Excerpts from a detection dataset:
------------------------------

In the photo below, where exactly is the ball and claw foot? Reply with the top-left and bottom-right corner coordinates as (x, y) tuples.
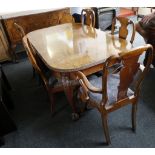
(72, 113), (80, 121)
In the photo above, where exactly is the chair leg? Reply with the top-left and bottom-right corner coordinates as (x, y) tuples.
(132, 103), (137, 132)
(49, 94), (55, 116)
(101, 114), (111, 145)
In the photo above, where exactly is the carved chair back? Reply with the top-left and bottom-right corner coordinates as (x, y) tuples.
(59, 12), (75, 24)
(111, 17), (135, 43)
(102, 45), (153, 110)
(81, 9), (95, 27)
(14, 23), (26, 38)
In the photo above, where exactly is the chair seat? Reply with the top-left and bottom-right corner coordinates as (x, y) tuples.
(80, 74), (134, 104)
(45, 70), (62, 88)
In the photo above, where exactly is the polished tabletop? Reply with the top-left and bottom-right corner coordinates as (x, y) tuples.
(23, 23), (132, 72)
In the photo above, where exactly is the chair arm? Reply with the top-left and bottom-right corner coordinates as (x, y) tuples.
(76, 71), (102, 93)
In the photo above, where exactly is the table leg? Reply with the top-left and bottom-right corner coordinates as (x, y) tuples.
(0, 137), (5, 146)
(62, 73), (79, 120)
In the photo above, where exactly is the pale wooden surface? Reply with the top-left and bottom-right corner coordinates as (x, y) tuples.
(0, 8), (64, 19)
(23, 23), (132, 72)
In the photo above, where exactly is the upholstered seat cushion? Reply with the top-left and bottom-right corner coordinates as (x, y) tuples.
(81, 74), (134, 104)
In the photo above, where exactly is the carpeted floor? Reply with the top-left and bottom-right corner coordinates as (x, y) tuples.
(2, 16), (155, 148)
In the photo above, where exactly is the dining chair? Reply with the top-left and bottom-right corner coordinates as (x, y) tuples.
(81, 9), (95, 27)
(77, 44), (153, 144)
(59, 12), (75, 24)
(24, 38), (64, 114)
(111, 17), (135, 44)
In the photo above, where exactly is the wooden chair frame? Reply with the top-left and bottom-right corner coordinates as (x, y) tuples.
(111, 17), (135, 44)
(77, 44), (153, 144)
(59, 12), (75, 24)
(81, 9), (95, 27)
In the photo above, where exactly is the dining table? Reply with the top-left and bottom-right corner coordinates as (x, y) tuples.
(23, 23), (133, 119)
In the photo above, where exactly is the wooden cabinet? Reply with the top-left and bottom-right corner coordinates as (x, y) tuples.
(0, 19), (9, 62)
(2, 8), (70, 45)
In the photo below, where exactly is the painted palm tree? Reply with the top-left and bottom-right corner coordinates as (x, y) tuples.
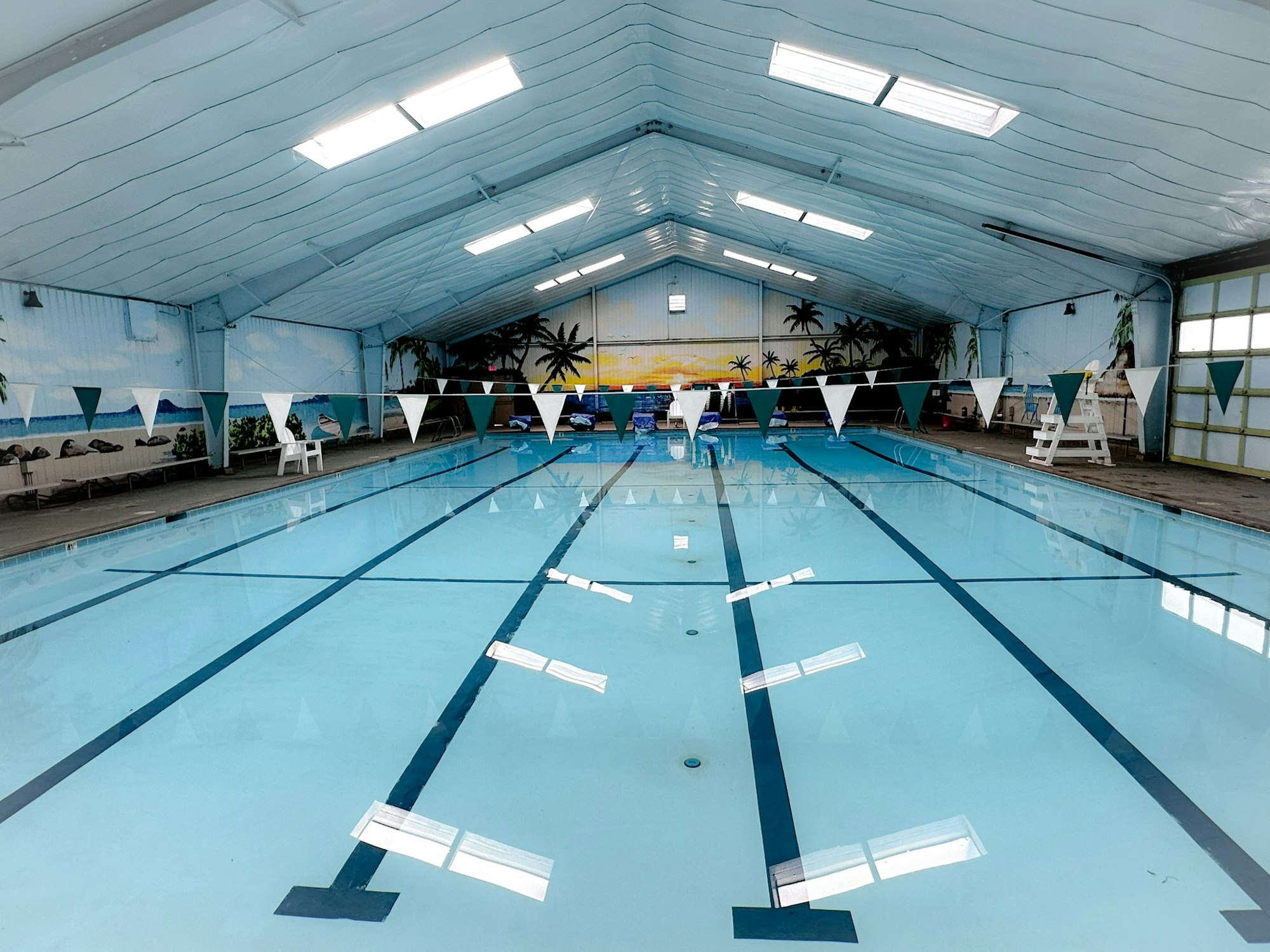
(922, 324), (956, 373)
(869, 321), (913, 360)
(803, 338), (842, 371)
(965, 324), (983, 377)
(533, 324), (591, 383)
(833, 317), (872, 364)
(384, 336), (436, 390)
(785, 298), (824, 335)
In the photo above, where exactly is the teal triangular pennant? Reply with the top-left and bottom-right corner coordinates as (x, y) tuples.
(329, 393), (362, 443)
(198, 390), (230, 437)
(895, 381), (931, 433)
(605, 390), (635, 442)
(1208, 360), (1243, 414)
(75, 387), (102, 429)
(464, 393), (498, 443)
(1049, 371), (1085, 423)
(747, 387), (781, 437)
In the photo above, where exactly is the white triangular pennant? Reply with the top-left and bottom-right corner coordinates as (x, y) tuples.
(132, 387), (163, 437)
(533, 393), (565, 443)
(262, 390), (293, 443)
(676, 390), (710, 439)
(820, 383), (857, 437)
(9, 383), (36, 426)
(1124, 367), (1165, 416)
(398, 393), (428, 443)
(970, 377), (1007, 426)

------------------------------

● Requirements: Rewrite all of the material above as a two-column CSV with the columns "text" and "coordinates". Give one row for each sentence asking where something is, paired with all the coordinates that answer it. Put each field in quotes, turn line breaks into spaces, and leave the pictures out.

● Final result:
text,coordinates
"In the photo below, where exactly is the ball and claw foot? Reply with the top-left and bottom-right corner coordinates as (x, y) tuples.","(72, 113), (80, 121)"
"In the photo above, where exactly is the chair leg? Reply with the top-left and bottom-right corner coordinates as (x, y) tuples.","(132, 103), (137, 132) (49, 94), (55, 116) (101, 114), (111, 145)"
"In the photo above, where exactly is the carved chair back? Reply with the top-left and bottom-right corner coordinates as (x, y) tuples.","(59, 12), (75, 24) (111, 17), (135, 43) (102, 45), (153, 110) (81, 9), (95, 27) (14, 23), (26, 38)"
"In the photo above, where exactly is the chair seat? Reply with the top-left and bottom-right corner coordinates as (x, y) tuples.","(80, 74), (134, 104) (45, 70), (62, 88)"
"In the photo above, where exactly is the polished tabletop? Reply with the top-left and bottom-right corner coordinates as (x, y) tuples.","(23, 23), (132, 72)"
"In the photo above, where exactly is the chair arm? Reply with the top-left and bottom-right corner coordinates as (x, y) tuples.","(76, 71), (102, 93)"
"In the photo above, where exactly is the table leg? Reply with the top-left and bottom-right corner coordinates as (x, y) tuples.","(0, 137), (5, 146) (62, 73), (79, 120)"
"In the photo above, where exactly is the pale wooden surface? Reply with the top-left and bottom-right corner coordinates as (x, y) tuples.","(0, 8), (64, 19) (23, 23), (132, 72)"
"In the photo above, where exactly is the upholstered seat cushion? Reply with the top-left and bottom-right corner coordinates as (x, y) tuples.","(81, 74), (134, 104)"
"In the photo above, where exactly is the carpeted floor? Reply with the top-left and bottom-right corner coordinates as (x, y) tuples.","(2, 16), (155, 148)"
"In the photo above, where exactly is the dining chair? Reply with the top-left and bottom-right corner coordinates as (x, y) tuples.","(81, 9), (95, 27) (77, 44), (153, 144) (59, 12), (75, 24) (24, 38), (64, 114) (111, 17), (135, 44)"
"In the photo above, where exactly is the wooden chair frame? Reply with the top-left and bottom-right corner coordinates as (x, y) tuples.","(111, 17), (135, 44) (77, 44), (153, 144) (59, 12), (75, 24) (81, 9), (95, 27)"
"In the photo above, where exactly is the dining table? Reply with the top-left and bottom-right corner coordinates as (x, y) tuples.","(23, 23), (133, 119)"
"In the photo above, where exactly is the wooden cabinet? Reply with the top-left and bottom-right corner coordinates as (x, y) tuples.","(0, 19), (9, 62) (2, 8), (70, 45)"
"In the photo below, where exactly is the painted palm tree? Reply with the top-left and bottom-right corner coordinates as (x, y) tuples.","(922, 324), (956, 373) (869, 321), (913, 360) (803, 338), (842, 371) (965, 324), (983, 377) (533, 324), (591, 383) (833, 317), (872, 364) (384, 336), (436, 390) (785, 298), (824, 335)"
"In the photo above, where exactly is the teal triangular pennant? Reply with the top-left and bottom-right corner coordinates as (x, y) tuples.","(329, 393), (362, 443) (198, 390), (230, 437) (895, 381), (931, 433) (605, 390), (635, 442) (1208, 360), (1243, 414) (75, 387), (102, 429) (464, 393), (498, 443) (1049, 371), (1085, 423) (747, 387), (781, 437)"
"In the photo above, where exactly is the white triangular pennant? Reply with the top-left and bottom-right corner coordinates as (x, y) tuples.","(132, 387), (163, 437) (533, 393), (565, 443) (262, 390), (293, 443) (676, 390), (710, 439) (820, 383), (857, 437) (9, 383), (36, 426) (1124, 367), (1165, 416) (398, 393), (428, 443) (970, 377), (1007, 426)"